Given problem
Write out, word for word, only the lines from the one containing "the dry reed" through the final line of the data.

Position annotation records

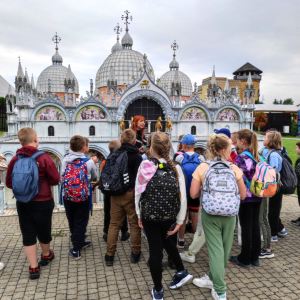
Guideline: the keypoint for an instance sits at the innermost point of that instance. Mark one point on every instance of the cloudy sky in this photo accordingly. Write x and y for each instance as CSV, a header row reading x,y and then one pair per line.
x,y
224,33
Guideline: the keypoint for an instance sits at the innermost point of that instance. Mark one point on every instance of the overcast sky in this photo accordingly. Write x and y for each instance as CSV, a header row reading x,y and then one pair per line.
x,y
224,33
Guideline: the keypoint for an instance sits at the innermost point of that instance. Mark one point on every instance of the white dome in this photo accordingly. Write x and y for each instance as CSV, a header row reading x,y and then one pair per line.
x,y
186,84
126,64
57,73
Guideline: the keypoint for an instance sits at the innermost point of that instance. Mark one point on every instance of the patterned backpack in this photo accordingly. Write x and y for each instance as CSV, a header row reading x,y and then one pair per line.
x,y
160,201
220,194
76,186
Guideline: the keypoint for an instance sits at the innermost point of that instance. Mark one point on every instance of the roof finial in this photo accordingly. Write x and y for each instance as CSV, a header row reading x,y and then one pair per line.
x,y
56,39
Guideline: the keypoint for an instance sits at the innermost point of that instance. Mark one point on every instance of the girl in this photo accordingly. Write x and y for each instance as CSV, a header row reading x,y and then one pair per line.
x,y
218,229
272,141
158,232
249,209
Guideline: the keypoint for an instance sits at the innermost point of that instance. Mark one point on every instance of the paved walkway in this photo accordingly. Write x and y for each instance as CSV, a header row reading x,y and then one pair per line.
x,y
89,278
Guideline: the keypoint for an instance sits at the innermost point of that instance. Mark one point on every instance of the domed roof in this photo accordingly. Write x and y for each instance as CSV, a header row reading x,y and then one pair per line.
x,y
186,84
126,64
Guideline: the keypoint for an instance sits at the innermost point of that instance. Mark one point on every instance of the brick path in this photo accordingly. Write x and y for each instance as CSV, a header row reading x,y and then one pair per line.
x,y
89,278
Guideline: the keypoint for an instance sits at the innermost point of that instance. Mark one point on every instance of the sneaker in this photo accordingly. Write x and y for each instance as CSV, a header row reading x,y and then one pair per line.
x,y
109,260
158,295
255,263
185,256
216,296
180,245
46,259
282,233
204,282
234,260
180,279
75,254
264,253
34,273
296,222
86,245
134,258
105,237
171,264
125,236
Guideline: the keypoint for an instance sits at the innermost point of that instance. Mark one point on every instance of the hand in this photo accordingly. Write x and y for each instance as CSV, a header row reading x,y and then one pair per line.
x,y
175,230
140,223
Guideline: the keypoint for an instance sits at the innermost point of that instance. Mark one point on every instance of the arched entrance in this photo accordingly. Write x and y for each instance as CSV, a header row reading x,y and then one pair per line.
x,y
148,108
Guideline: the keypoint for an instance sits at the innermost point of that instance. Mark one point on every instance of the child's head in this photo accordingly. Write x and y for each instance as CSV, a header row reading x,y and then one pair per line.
x,y
114,144
188,143
128,136
28,137
78,144
219,145
248,139
272,140
298,148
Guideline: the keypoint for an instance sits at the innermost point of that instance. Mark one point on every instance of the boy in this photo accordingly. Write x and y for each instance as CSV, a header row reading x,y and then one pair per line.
x,y
125,204
189,162
114,144
77,169
35,216
297,170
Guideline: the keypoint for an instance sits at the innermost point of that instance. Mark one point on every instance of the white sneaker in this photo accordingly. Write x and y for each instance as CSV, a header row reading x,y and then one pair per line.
x,y
216,296
186,257
204,282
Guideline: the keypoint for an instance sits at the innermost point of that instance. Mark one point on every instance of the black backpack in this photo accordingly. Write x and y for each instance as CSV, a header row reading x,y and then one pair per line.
x,y
114,180
160,201
288,178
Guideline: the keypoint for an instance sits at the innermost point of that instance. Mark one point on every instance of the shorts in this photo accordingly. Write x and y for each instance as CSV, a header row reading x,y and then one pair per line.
x,y
193,204
35,218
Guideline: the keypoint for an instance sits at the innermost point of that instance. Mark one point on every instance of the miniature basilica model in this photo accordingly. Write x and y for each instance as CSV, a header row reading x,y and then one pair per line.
x,y
125,86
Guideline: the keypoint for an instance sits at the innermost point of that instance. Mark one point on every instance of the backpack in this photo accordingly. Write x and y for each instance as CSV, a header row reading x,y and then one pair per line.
x,y
220,194
264,183
114,180
288,177
160,201
25,177
189,165
75,183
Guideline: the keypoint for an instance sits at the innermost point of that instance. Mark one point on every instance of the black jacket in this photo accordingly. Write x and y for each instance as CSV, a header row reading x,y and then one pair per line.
x,y
134,161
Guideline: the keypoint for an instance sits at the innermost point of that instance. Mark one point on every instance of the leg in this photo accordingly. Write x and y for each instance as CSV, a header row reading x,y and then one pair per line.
x,y
117,215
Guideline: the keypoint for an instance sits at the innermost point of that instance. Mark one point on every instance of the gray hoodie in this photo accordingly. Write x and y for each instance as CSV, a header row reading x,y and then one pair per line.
x,y
92,174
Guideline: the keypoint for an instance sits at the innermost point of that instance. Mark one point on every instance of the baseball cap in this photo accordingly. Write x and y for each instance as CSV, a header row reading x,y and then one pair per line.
x,y
188,139
223,131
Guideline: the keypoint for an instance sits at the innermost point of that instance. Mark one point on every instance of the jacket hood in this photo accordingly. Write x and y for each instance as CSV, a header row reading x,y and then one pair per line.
x,y
129,148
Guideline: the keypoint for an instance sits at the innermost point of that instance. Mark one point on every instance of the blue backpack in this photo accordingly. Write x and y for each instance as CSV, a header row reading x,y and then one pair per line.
x,y
189,164
25,177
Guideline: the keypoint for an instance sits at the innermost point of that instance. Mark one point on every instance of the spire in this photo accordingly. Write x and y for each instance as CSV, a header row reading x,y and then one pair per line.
x,y
213,78
174,64
127,40
20,70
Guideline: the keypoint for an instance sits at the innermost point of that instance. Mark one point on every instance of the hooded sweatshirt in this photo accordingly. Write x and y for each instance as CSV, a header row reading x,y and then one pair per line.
x,y
91,168
47,172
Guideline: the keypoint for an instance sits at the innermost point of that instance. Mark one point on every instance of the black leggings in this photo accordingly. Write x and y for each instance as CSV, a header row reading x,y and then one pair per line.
x,y
156,235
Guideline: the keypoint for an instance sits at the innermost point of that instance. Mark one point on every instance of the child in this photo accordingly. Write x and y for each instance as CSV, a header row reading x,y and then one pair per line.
x,y
78,173
249,209
114,144
272,141
297,170
189,161
124,204
35,216
160,222
218,228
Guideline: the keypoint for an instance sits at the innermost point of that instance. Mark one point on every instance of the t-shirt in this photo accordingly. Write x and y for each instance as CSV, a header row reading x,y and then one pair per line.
x,y
199,173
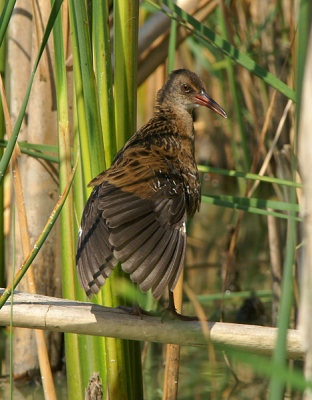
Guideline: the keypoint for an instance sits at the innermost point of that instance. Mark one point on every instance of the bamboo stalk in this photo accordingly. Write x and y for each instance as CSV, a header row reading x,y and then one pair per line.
x,y
51,313
45,368
171,380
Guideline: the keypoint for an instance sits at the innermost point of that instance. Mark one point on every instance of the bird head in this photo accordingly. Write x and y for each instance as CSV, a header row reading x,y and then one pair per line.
x,y
184,90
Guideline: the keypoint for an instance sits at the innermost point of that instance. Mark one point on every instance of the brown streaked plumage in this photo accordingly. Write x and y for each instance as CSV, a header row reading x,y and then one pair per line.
x,y
137,211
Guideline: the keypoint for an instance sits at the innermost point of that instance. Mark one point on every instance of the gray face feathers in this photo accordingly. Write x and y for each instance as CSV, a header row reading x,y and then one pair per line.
x,y
184,90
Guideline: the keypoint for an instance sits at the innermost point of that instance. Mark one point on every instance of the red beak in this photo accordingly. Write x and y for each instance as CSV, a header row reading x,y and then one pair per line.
x,y
204,100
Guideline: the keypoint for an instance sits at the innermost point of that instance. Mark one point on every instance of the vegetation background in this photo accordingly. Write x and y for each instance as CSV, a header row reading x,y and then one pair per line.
x,y
245,252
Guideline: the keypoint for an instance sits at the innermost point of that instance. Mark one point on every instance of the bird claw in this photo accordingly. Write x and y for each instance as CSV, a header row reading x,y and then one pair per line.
x,y
135,310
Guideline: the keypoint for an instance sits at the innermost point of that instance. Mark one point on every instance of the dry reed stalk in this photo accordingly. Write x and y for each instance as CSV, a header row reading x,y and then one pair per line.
x,y
45,368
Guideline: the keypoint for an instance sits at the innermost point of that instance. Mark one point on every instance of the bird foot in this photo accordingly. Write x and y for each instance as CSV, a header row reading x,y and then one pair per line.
x,y
135,310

Full solution
Guideline: the keypoint for an instance sits at the innermost point of that instance. Mark one point on every instance of the dry reed stalk in this photo accordingly. Write x and y for each instance as CSV, a header row reading x,y and then one pair per line.
x,y
45,368
Guideline: the keypoint for an instance sits at the innermost point of that instance. Mark one point on every instance of the bird foot in this photo accordingly. Write x and y for each instance as CSV, a header row reading x,y and then one pair per line.
x,y
135,310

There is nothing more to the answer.